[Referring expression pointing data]
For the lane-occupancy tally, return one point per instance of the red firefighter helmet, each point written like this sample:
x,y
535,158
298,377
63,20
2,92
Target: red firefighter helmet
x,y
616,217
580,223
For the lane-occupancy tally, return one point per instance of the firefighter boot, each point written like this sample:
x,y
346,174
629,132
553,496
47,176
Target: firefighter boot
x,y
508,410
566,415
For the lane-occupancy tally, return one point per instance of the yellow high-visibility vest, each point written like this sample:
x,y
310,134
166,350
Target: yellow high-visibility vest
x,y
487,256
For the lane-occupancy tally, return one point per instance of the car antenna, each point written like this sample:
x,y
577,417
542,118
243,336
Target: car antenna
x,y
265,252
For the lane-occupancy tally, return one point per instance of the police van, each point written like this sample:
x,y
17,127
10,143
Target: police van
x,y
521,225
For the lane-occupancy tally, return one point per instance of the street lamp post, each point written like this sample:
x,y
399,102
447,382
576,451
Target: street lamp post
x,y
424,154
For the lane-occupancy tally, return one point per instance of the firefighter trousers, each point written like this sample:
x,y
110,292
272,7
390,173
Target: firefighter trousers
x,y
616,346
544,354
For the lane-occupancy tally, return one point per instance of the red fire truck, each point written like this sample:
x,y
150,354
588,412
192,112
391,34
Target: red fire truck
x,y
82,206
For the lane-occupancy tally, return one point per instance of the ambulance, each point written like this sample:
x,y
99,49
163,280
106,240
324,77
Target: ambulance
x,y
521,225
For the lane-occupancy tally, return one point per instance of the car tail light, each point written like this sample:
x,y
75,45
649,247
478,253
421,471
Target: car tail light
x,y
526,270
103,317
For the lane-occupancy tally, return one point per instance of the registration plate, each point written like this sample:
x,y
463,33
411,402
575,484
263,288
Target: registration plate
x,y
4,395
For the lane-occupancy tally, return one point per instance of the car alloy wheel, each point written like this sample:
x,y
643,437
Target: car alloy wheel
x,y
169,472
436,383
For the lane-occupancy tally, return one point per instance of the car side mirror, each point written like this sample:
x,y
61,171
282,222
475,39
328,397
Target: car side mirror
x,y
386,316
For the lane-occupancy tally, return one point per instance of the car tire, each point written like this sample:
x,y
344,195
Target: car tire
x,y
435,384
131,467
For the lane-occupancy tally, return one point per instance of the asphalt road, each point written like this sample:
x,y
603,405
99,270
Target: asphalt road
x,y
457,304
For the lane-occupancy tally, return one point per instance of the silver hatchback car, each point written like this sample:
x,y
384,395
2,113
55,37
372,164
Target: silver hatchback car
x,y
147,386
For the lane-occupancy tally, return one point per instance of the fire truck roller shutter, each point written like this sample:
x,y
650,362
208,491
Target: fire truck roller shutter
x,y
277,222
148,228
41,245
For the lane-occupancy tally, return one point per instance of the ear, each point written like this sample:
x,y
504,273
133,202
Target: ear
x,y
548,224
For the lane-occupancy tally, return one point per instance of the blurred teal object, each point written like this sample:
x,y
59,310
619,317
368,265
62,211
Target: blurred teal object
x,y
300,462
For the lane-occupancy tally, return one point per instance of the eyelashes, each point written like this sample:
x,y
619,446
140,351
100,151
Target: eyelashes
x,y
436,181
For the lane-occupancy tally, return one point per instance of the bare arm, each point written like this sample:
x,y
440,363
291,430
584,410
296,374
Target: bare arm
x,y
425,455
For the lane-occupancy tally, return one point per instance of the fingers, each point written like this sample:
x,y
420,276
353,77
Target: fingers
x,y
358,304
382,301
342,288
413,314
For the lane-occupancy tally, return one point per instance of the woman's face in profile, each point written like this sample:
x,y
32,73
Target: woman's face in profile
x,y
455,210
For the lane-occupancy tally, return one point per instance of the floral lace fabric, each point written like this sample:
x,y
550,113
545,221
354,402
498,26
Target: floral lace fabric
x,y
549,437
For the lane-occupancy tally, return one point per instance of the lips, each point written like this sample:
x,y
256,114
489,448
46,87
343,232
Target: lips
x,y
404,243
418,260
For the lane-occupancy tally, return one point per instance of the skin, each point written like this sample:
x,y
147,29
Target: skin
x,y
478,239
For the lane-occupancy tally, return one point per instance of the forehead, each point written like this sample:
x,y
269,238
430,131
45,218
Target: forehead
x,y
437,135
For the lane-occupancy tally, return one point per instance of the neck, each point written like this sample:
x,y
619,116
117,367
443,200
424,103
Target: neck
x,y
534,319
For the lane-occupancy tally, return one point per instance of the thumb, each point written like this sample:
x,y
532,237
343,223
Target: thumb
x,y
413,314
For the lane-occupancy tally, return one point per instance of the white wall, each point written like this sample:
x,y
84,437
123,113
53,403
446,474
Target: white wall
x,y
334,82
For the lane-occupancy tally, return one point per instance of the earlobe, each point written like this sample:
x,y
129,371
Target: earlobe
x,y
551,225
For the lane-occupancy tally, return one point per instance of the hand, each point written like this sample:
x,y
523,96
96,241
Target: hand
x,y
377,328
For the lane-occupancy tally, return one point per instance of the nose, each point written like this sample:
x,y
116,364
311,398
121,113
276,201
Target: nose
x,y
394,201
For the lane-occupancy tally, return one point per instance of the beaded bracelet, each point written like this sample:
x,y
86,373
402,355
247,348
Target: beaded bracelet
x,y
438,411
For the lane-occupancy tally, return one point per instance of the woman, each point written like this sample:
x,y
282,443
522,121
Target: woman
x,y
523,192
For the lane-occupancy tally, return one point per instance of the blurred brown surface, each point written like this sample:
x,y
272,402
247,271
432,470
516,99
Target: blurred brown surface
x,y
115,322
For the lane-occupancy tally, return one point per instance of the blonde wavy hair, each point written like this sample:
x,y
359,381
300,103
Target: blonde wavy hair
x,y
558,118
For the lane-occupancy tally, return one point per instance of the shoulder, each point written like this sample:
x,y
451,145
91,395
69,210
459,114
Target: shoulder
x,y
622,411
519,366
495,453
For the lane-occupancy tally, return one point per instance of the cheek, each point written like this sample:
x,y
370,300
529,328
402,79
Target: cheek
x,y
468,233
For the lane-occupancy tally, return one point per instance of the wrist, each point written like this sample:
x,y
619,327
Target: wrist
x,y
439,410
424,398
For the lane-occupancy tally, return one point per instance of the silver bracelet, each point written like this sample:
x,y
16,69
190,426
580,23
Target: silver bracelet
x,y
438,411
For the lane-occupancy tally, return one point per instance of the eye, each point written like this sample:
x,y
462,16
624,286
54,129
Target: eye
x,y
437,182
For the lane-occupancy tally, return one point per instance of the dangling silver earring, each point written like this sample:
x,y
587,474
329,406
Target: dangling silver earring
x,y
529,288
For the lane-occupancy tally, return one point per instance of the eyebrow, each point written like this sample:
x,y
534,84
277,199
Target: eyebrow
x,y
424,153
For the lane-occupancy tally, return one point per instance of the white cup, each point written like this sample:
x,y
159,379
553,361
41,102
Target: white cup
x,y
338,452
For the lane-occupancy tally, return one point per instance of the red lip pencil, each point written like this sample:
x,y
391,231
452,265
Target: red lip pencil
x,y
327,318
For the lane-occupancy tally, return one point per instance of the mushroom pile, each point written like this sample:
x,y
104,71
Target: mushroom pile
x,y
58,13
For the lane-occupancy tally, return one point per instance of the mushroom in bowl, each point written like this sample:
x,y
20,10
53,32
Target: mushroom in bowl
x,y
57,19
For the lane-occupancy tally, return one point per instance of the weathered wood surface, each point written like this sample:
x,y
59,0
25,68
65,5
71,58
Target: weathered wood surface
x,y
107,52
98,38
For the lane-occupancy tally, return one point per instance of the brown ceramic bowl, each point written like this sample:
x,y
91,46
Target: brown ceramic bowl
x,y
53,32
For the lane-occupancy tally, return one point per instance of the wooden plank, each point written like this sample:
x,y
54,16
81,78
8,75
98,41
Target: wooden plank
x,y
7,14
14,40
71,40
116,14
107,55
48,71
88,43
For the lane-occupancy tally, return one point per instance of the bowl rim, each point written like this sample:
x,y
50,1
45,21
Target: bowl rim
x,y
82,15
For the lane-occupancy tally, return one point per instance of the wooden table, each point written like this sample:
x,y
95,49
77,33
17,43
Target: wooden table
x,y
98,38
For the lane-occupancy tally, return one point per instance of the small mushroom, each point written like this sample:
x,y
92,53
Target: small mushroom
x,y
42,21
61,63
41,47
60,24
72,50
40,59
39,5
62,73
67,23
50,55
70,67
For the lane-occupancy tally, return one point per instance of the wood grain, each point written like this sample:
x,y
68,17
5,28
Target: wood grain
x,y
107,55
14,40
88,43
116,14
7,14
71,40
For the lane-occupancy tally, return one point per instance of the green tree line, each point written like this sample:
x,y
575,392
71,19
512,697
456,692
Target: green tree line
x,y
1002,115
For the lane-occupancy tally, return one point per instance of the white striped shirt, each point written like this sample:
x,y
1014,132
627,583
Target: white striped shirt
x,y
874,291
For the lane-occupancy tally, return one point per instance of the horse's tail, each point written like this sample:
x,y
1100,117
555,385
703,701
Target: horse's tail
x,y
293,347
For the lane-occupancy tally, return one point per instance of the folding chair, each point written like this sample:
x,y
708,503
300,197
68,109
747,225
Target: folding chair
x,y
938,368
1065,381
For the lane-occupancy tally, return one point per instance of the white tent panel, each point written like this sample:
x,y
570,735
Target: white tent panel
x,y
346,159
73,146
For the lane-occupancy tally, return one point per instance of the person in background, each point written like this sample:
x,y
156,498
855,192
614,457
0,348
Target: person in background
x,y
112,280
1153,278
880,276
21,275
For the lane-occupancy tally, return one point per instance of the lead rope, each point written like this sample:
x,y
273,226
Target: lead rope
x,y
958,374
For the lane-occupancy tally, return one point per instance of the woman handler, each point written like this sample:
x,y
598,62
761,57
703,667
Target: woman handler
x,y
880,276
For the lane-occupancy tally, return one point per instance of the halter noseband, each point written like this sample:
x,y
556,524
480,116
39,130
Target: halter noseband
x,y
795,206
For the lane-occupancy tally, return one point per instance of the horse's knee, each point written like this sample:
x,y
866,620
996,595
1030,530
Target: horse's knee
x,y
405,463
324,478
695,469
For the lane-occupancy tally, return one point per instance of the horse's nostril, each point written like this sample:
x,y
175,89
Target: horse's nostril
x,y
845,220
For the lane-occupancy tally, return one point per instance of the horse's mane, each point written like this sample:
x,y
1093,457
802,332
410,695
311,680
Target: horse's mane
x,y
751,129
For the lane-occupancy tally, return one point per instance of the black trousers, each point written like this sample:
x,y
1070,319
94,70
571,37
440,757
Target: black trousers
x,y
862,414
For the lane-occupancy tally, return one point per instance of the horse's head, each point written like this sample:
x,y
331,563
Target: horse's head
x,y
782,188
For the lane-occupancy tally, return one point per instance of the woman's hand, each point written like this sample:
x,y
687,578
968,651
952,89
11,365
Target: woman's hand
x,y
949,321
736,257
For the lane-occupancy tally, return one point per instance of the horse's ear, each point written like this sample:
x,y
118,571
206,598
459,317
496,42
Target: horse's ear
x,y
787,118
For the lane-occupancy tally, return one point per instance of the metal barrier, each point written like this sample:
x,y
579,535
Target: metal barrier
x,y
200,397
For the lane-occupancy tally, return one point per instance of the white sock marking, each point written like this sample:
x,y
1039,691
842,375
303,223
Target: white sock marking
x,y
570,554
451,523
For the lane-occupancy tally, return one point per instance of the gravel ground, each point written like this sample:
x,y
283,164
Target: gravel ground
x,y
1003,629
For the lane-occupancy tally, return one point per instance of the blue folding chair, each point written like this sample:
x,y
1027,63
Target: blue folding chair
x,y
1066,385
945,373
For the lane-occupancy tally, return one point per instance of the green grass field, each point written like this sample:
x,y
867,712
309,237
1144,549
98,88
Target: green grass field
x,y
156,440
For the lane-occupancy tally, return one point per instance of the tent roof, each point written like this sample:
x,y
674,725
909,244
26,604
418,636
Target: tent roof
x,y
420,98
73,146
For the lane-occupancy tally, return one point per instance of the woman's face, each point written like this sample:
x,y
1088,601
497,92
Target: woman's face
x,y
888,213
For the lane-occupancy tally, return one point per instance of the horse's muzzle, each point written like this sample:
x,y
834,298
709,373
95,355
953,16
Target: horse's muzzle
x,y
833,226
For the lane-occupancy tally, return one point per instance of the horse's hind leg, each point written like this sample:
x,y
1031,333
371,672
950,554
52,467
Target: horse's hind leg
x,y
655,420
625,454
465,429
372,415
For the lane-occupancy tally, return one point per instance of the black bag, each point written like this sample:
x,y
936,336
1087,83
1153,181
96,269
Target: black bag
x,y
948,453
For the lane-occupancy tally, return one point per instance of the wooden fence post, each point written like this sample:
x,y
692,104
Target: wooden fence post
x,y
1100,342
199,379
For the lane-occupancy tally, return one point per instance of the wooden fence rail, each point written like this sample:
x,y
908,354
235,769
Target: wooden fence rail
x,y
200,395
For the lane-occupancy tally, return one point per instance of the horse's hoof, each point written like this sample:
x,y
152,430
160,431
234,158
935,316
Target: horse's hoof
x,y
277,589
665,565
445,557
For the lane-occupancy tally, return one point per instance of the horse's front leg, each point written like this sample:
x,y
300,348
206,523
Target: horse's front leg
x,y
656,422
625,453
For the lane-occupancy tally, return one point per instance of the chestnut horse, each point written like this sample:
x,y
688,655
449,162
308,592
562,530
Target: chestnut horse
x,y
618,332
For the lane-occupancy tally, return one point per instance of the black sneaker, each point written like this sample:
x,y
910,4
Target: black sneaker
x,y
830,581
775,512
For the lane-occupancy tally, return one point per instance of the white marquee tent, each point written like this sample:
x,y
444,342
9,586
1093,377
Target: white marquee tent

• [Task item]
What is needed is every line from the data above that includes the string "marquee", copied out.

• [Written solution]
For the lane-occupancy tally, return one point per instance of the white marquee tent, each point written like this sample:
Target: white marquee tent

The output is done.